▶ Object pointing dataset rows
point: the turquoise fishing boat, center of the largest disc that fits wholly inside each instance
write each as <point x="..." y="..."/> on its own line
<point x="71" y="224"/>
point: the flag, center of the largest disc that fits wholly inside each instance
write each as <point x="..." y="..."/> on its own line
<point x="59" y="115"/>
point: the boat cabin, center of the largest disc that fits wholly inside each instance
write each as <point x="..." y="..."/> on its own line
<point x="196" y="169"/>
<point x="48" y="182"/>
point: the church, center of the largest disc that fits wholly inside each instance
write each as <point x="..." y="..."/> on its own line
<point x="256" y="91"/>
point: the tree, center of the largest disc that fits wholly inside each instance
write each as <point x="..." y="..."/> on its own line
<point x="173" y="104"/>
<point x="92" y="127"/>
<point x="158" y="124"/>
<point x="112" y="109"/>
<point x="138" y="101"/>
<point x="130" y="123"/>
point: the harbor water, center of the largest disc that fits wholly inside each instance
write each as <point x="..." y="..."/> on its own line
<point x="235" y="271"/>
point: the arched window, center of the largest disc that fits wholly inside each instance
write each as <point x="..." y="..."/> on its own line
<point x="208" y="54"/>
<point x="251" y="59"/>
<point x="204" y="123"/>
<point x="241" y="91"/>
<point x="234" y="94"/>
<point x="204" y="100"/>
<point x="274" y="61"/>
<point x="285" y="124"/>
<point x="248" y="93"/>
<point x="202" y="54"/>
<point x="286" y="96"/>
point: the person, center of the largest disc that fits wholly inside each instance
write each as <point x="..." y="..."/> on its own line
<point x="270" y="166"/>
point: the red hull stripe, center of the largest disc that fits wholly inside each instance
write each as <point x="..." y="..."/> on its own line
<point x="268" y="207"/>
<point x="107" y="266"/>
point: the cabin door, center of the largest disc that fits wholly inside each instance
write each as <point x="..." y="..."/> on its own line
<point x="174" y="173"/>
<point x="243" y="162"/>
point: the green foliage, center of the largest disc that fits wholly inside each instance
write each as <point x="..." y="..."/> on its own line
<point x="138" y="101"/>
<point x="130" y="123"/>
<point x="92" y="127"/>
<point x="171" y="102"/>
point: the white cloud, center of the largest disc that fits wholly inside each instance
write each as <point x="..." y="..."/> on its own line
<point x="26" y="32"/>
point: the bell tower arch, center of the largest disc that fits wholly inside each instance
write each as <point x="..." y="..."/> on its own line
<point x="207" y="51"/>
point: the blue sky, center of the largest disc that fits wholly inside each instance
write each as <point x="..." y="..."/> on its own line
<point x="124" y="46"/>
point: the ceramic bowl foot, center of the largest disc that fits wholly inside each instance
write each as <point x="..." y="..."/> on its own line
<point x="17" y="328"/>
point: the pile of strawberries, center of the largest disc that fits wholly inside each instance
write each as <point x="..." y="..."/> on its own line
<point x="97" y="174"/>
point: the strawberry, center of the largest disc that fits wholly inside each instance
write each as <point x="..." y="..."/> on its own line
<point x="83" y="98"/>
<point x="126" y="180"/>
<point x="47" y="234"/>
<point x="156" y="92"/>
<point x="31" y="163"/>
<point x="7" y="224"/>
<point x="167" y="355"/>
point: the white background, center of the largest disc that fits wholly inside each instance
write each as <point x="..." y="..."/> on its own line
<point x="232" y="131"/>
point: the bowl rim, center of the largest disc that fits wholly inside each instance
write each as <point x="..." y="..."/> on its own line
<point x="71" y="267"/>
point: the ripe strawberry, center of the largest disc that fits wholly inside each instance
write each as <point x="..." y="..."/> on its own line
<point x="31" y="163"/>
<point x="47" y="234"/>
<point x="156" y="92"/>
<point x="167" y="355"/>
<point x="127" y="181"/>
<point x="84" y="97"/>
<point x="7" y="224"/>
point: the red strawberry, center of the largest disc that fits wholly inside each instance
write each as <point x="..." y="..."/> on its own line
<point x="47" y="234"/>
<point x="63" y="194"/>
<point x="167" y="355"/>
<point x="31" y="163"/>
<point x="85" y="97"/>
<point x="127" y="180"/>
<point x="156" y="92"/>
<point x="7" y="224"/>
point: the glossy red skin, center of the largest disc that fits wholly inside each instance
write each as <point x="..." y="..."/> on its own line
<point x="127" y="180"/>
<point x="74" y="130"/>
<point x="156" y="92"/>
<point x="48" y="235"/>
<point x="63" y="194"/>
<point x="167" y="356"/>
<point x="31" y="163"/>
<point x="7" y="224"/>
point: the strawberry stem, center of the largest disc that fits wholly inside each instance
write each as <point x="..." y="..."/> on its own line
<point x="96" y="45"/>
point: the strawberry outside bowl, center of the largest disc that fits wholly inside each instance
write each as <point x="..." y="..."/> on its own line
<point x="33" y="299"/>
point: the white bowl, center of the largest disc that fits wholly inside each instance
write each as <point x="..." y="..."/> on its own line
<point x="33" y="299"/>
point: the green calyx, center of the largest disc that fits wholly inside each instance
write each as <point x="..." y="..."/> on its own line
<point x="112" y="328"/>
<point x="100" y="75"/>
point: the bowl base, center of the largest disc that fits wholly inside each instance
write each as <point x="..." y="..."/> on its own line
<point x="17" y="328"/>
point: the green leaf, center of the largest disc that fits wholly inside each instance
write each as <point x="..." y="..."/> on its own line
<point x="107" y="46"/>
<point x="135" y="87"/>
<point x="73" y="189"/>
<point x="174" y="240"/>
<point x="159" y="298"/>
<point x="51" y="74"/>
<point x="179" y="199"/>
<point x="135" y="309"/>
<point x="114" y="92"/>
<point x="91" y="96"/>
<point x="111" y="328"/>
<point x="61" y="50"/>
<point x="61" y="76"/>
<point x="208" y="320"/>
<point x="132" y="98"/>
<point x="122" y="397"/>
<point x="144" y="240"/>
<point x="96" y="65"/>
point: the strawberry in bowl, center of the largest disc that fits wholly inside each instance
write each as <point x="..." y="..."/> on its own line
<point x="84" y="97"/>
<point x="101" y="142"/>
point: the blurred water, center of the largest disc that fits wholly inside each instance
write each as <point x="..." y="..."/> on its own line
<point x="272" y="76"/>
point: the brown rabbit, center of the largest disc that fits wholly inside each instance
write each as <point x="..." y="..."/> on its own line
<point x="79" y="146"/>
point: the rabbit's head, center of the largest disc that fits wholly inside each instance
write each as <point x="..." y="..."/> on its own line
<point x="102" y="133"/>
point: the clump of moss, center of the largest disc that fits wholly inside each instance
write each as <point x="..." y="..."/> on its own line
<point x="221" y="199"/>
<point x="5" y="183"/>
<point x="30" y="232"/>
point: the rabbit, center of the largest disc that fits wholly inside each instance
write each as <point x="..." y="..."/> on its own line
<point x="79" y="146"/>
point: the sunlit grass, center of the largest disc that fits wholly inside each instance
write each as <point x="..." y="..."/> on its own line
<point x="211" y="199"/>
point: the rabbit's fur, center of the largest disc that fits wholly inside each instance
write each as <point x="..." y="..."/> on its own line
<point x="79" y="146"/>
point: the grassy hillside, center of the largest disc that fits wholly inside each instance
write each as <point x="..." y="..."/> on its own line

▶ Stated goal
Lay out every line of the rows above as a Markdown table with the columns No. and Line, numbering the lines in order and leaving out any blank lines.

▶ Reply to the task
| No. | Line |
|---|---|
| 1 | point: the turquoise fishing boat, center of the largest disc that fits wholly inside each instance |
| 2 | write each as <point x="..." y="..."/> on its own line |
| 3 | <point x="71" y="224"/> |
| 4 | point: the flag, center of the largest disc that fits wholly inside each instance |
| 5 | write each as <point x="..." y="..."/> on its own line |
| 6 | <point x="59" y="115"/> |
| 7 | point: the boat cabin, center of the largest disc that fits wholly inside each instance |
| 8 | write each as <point x="..." y="..."/> on its own line |
| 9 | <point x="196" y="169"/> |
| 10 | <point x="48" y="182"/> |
| 11 | point: the church, center of the largest disc that fits wholly inside each instance |
| 12 | write each as <point x="..." y="..."/> on its own line |
| 13 | <point x="256" y="91"/> |
| 14 | point: the tree, center of the largest disc that fits wholly inside each instance |
| 15 | write each as <point x="..." y="..."/> on its own line |
| 16 | <point x="173" y="104"/> |
| 17 | <point x="92" y="127"/> |
| 18 | <point x="158" y="124"/> |
| 19 | <point x="112" y="109"/> |
| 20 | <point x="138" y="101"/> |
| 21 | <point x="130" y="123"/> |
| 22 | point: the harbor water, center of the largest disc that fits wholly inside each instance |
| 23 | write each as <point x="..." y="..."/> on its own line |
| 24 | <point x="235" y="271"/> |
| 25 | point: the arched window, center of the largest disc that fits wholly inside each instance |
| 26 | write each as <point x="..." y="..."/> on its own line |
| 27 | <point x="208" y="54"/> |
| 28 | <point x="251" y="59"/> |
| 29 | <point x="204" y="123"/> |
| 30 | <point x="241" y="91"/> |
| 31 | <point x="234" y="94"/> |
| 32 | <point x="204" y="100"/> |
| 33 | <point x="274" y="61"/> |
| 34 | <point x="285" y="124"/> |
| 35 | <point x="248" y="93"/> |
| 36 | <point x="202" y="54"/> |
| 37 | <point x="286" y="96"/> |
| 38 | point: the person, center of the largest disc that fits wholly inside each instance |
| 39 | write each as <point x="..." y="..."/> on its own line |
| 40 | <point x="270" y="166"/> |
| 41 | point: the red hull stripe, center of the largest disc that fits wholly inside each instance |
| 42 | write each as <point x="..." y="..."/> on its own line |
| 43 | <point x="268" y="207"/> |
| 44 | <point x="107" y="266"/> |
| 45 | point: the cabin door, center of the largest disc that fits wholly inside each instance |
| 46 | write each as <point x="..." y="..."/> on its own line |
| 47 | <point x="174" y="173"/> |
| 48 | <point x="243" y="162"/> |
| 49 | point: the green foliage, center of the largest disc that fits wholly inside each instance |
| 50 | write each as <point x="..." y="..."/> on its own line |
| 51 | <point x="138" y="101"/> |
| 52 | <point x="130" y="123"/> |
| 53 | <point x="92" y="127"/> |
| 54 | <point x="171" y="102"/> |
| 55 | point: the white cloud, center of the largest disc that fits wholly inside each instance |
| 56 | write each as <point x="..." y="..."/> on its own line |
| 57 | <point x="26" y="32"/> |
| 58 | point: the bell tower arch, center of the largest disc that fits wholly inside each instance |
| 59 | write each as <point x="..." y="..."/> on its own line |
| 60 | <point x="207" y="51"/> |
| 61 | point: the blue sky, center of the largest disc that fits wholly inside each instance |
| 62 | write each as <point x="..." y="..."/> on its own line |
| 63 | <point x="124" y="46"/> |
| 64 | point: the ceramic bowl foot, center of the largest disc that fits wholly inside each instance |
| 65 | write each as <point x="..." y="..."/> on its own line |
| 66 | <point x="17" y="328"/> |
| 67 | point: the pile of strawberries, center of the largest disc that fits wholly inside each instance |
| 68 | write each as <point x="..." y="..."/> on its own line |
| 69 | <point x="97" y="174"/> |
| 70 | point: the strawberry, center of the largest disc that fits wholly inside each instance |
| 71 | write each as <point x="..." y="..."/> on its own line |
| 72 | <point x="83" y="98"/> |
| 73 | <point x="126" y="180"/> |
| 74 | <point x="47" y="234"/> |
| 75 | <point x="156" y="92"/> |
| 76 | <point x="31" y="163"/> |
| 77 | <point x="7" y="224"/> |
| 78 | <point x="167" y="355"/> |
| 79 | point: the white background, center of the largest disc that fits wholly inside each instance |
| 80 | write each as <point x="..." y="..."/> on its own line |
| 81 | <point x="232" y="131"/> |
| 82 | point: the bowl rim, center of the largest disc that fits wholly inside each instance |
| 83 | write each as <point x="..." y="..."/> on its own line |
| 84 | <point x="71" y="267"/> |
| 85 | point: the ripe strawberry, center of the largest disc that fits wholly inside each instance |
| 86 | write each as <point x="..." y="..."/> on its own line |
| 87 | <point x="31" y="163"/> |
| 88 | <point x="47" y="234"/> |
| 89 | <point x="156" y="92"/> |
| 90 | <point x="167" y="355"/> |
| 91 | <point x="127" y="181"/> |
| 92 | <point x="84" y="97"/> |
| 93 | <point x="7" y="224"/> |
| 94 | point: the red strawberry, center of the largest disc that fits wholly inside each instance |
| 95 | write each as <point x="..." y="..."/> on its own line |
| 96 | <point x="47" y="234"/> |
| 97 | <point x="63" y="194"/> |
| 98 | <point x="167" y="355"/> |
| 99 | <point x="31" y="163"/> |
| 100 | <point x="85" y="97"/> |
| 101 | <point x="127" y="180"/> |
| 102 | <point x="156" y="92"/> |
| 103 | <point x="7" y="224"/> |
| 104 | point: the glossy red skin, center of the largest disc that fits wholly inside each instance |
| 105 | write each as <point x="..." y="..."/> on its own line |
| 106 | <point x="127" y="180"/> |
| 107 | <point x="74" y="130"/> |
| 108 | <point x="156" y="92"/> |
| 109 | <point x="48" y="235"/> |
| 110 | <point x="63" y="194"/> |
| 111 | <point x="167" y="356"/> |
| 112 | <point x="31" y="163"/> |
| 113 | <point x="7" y="224"/> |
| 114 | point: the strawberry stem, center of the largest disc that fits wholly inside each instance |
| 115 | write each as <point x="..." y="..."/> on its own line |
| 116 | <point x="96" y="45"/> |
| 117 | point: the strawberry outside bowl, center of the largest disc that fits wholly inside each instance |
| 118 | write each as <point x="..." y="..."/> on its own line |
| 119 | <point x="33" y="299"/> |
| 120 | point: the white bowl, center of the largest disc that fits wholly inside each instance |
| 121 | write each as <point x="..." y="..."/> on its own line |
| 122 | <point x="33" y="299"/> |
| 123 | point: the green calyx, center of the largest disc that fits wholly inside each instance |
| 124 | write each as <point x="..." y="..."/> on its own line |
| 125 | <point x="112" y="328"/> |
| 126 | <point x="100" y="75"/> |
| 127 | point: the bowl base, center of the largest disc that fits wholly inside each instance |
| 128 | write each as <point x="..." y="..."/> on its own line |
| 129 | <point x="17" y="328"/> |
| 130 | point: the green leaf, center of the largest disc that fits wholly inside each instance |
| 131 | write each as <point x="..." y="..."/> on its own line |
| 132 | <point x="107" y="46"/> |
| 133 | <point x="135" y="87"/> |
| 134 | <point x="73" y="189"/> |
| 135 | <point x="174" y="240"/> |
| 136 | <point x="159" y="298"/> |
| 137 | <point x="51" y="74"/> |
| 138 | <point x="179" y="199"/> |
| 139 | <point x="135" y="309"/> |
| 140 | <point x="114" y="92"/> |
| 141 | <point x="91" y="96"/> |
| 142 | <point x="111" y="328"/> |
| 143 | <point x="61" y="50"/> |
| 144 | <point x="61" y="76"/> |
| 145 | <point x="208" y="320"/> |
| 146 | <point x="132" y="98"/> |
| 147 | <point x="122" y="397"/> |
| 148 | <point x="144" y="240"/> |
| 149 | <point x="96" y="65"/> |
| 150 | point: the strawberry in bowl, center of the largest disc that fits wholly inside each instance |
| 151 | write each as <point x="..." y="..."/> on its own line |
| 152 | <point x="84" y="97"/> |
| 153 | <point x="101" y="142"/> |
| 154 | point: the blurred water, center of the largest disc that fits wholly inside each instance |
| 155 | write each as <point x="..." y="..."/> on its own line |
| 156 | <point x="272" y="76"/> |
| 157 | point: the brown rabbit, center of the largest disc that fits wholly inside each instance |
| 158 | write each as <point x="..." y="..."/> on its own line |
| 159 | <point x="79" y="146"/> |
| 160 | point: the rabbit's head, center of the largest disc that fits wholly inside each instance |
| 161 | write each as <point x="..." y="..."/> on its own line |
| 162 | <point x="102" y="133"/> |
| 163 | point: the clump of moss, center of the largest disc that fits wholly inside each instance |
| 164 | write each as <point x="..." y="..."/> on its own line |
| 165 | <point x="221" y="199"/> |
| 166 | <point x="5" y="183"/> |
| 167 | <point x="30" y="232"/> |
| 168 | point: the rabbit, center of the largest disc that fits wholly inside each instance |
| 169 | write each as <point x="..." y="..."/> on its own line |
| 170 | <point x="79" y="146"/> |
| 171 | point: the sunlit grass, center of the largest disc that fits wholly inside each instance |
| 172 | write each as <point x="..." y="..."/> on its own line |
| 173 | <point x="211" y="199"/> |
| 174 | point: the rabbit's fur, center of the largest disc that fits wholly inside each instance |
| 175 | write each as <point x="..." y="..."/> on its own line |
| 176 | <point x="79" y="146"/> |
| 177 | point: the grassy hillside, center of the largest disc that fits wholly inside each instance |
| 178 | write each as <point x="..." y="..."/> on its own line |